→ **Exercises**:
1. Duplicate the part of the blog post that opens with the words containing "I promised to" and closes with "friends or not.".
2. Answer these questions about the blog post:
(a) On which website can the author's review of the film be read?
(b) Which friend instantly fell in love with the film?
(c) In the flashback sequence, what does the character use to put their ripped-off face back onto their head?
3. List each word of two or more letters that the blog post writes entirely in capital letters, naming each word once.

→ **Extract to read**:
────────
Tuesday, November 29, 2011

I promised to show you my TAINT

One of the most original, tongue-in-cheek, gore fest flicks I've seen this year has to be THE TAINT. You can read my review of it over at BloodSprayer.com. It's the type of film I love introducing to friends because of how over the top it is; it basically is the style of cinema that will determine if we'll be friends or not.

For those unfamiliar with this film, here's the NSFW trailer:

I showed the film to some friends and one of them, Kevin Polyak, instantly fell in love with it. He wondered if I was capable of producing a mask from this film for his Halloween costume. Basically a drunken gauntlet was thrown down in my mind and I was determined to make his challenge a reality. The mask he wanted was from a flashback sequence when a character is forced to duct tape their own ripped off face back onto their head.
────────
→ **Dataset entries**:
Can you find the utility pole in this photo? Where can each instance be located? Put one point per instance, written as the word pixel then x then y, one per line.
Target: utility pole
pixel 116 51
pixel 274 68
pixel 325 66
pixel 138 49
────────
→ **Written responses**:
1.
I promised to show you my TAINT

One of the most original, tongue-in-cheek, gore fest flicks I've seen this year has to be THE TAINT. You can read my review of it over at BloodSprayer.com. It's the type of film I love introducing to friends because of how over the top it is; it basically is the style of cinema that will determine if we'll be friends or not.

2.
(a) BloodSprayer.com
(b) Kevin Polyak
(c) Duct tape

3. TAINT, THE, NSFW